Do you suppose it would be less confusing to use the Javascript RE even in the Find/Change case? E.g.:

var RE_MARKDOWN = /\[([^]]+)]\(([^)]+)\)/;
app.findGrepPreferences.findWhat = RE_MARKDOWN.toString().slice(1,-1);
app.changeGrepPreferences.changeTo = '<a href=~"$2~">$1</a>';
app.changeGrep();

Report · Jun 02, 2010

At your convenience. It should work too.

Report · Jun 02, 2010

Oh, sure. The question was whether it was better style or clearer to read...

Report · Jun 07, 2010

> The question was whether it was better style or clearer to read...

It's certainly easier to read. Nice trick, John.

Peter

Report · Jun 04, 2010

Thank you Marc and John for your insights.

Marc,

Well, I don't understand this part of your pattern: ...[^][]+...
Do you mean: ...[^]]+... ?

No, I actually did mean: ...[^][]+... and not ...[^]]+...

----

• _Given exercise_: Copy out the entire forum thread above about the Markdown link pattern, leaving every character unchanged.

----

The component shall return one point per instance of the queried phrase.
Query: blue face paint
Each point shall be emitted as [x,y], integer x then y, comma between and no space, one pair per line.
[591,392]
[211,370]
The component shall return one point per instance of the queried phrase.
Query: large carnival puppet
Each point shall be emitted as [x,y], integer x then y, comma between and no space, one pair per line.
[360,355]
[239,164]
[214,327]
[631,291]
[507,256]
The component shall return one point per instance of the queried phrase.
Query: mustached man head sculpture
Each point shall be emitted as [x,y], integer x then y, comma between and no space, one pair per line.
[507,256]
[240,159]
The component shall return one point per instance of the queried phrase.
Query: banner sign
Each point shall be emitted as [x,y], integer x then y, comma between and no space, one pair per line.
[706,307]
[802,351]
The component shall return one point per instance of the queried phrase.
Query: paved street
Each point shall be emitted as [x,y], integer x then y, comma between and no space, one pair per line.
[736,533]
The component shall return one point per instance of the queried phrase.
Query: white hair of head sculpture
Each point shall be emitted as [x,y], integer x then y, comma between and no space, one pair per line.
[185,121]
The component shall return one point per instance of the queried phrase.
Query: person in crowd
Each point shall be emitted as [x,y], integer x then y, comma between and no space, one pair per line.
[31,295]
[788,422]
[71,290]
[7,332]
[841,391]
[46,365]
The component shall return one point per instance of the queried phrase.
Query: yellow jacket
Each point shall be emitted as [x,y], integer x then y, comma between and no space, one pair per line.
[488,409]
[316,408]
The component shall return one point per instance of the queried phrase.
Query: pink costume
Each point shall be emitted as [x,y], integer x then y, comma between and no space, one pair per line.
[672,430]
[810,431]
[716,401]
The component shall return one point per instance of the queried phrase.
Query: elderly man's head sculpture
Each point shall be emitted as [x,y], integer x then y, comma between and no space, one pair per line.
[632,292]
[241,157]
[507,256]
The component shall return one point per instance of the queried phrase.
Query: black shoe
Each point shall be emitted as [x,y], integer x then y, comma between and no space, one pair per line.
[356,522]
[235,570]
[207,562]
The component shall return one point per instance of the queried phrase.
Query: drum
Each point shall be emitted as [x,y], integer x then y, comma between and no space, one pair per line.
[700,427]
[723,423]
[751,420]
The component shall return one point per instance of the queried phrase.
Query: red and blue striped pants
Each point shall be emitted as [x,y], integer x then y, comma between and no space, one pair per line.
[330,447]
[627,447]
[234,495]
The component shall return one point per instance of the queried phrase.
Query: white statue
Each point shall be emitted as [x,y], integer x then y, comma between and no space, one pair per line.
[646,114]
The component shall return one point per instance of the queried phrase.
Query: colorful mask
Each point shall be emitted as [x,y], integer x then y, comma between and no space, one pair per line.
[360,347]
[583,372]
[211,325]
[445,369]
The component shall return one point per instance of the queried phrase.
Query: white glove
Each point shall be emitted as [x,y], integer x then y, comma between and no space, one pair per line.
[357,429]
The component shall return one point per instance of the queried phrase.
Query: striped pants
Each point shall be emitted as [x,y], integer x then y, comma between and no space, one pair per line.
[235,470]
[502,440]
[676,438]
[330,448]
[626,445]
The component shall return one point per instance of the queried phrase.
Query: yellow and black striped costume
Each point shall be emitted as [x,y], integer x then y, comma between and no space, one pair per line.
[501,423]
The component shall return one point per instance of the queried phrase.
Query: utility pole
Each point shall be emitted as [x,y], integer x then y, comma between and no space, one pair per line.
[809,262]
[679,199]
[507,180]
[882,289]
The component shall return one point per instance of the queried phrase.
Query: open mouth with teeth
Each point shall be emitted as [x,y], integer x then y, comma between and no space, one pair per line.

----

• _The response_:
Do you suppose it would be less confusing to use the Javascript RE even in the Find/Change case? E.g.:

var RE_MARKDOWN = /\[([^]]+)]\(([^)]+)\)/;
app.findGrepPreferences.findWhat = RE_MARKDOWN.toString().slice(1,-1);
app.changeGrepPreferences.changeTo = '<a href=~"$2~">$1</a>';
app.changeGrep();

Report · Jun 02, 2010

At your convenience. It should work too.

Report · Jun 02, 2010

Oh, sure. The question was whether it was better style or clearer to read...

Report · Jun 07, 2010

> The question was whether it was better style or clearer to read...

It's certainly easier to read. Nice trick, John.

Peter

Report · Jun 04, 2010

Thank you Marc and John for your insights.

Marc,

Well, I don't understand this part of your pattern: ...[^][]+...
Do you mean: ...[^]]+... ?

No, I actually did mean: ...[^][]+... and not ...[^]]+...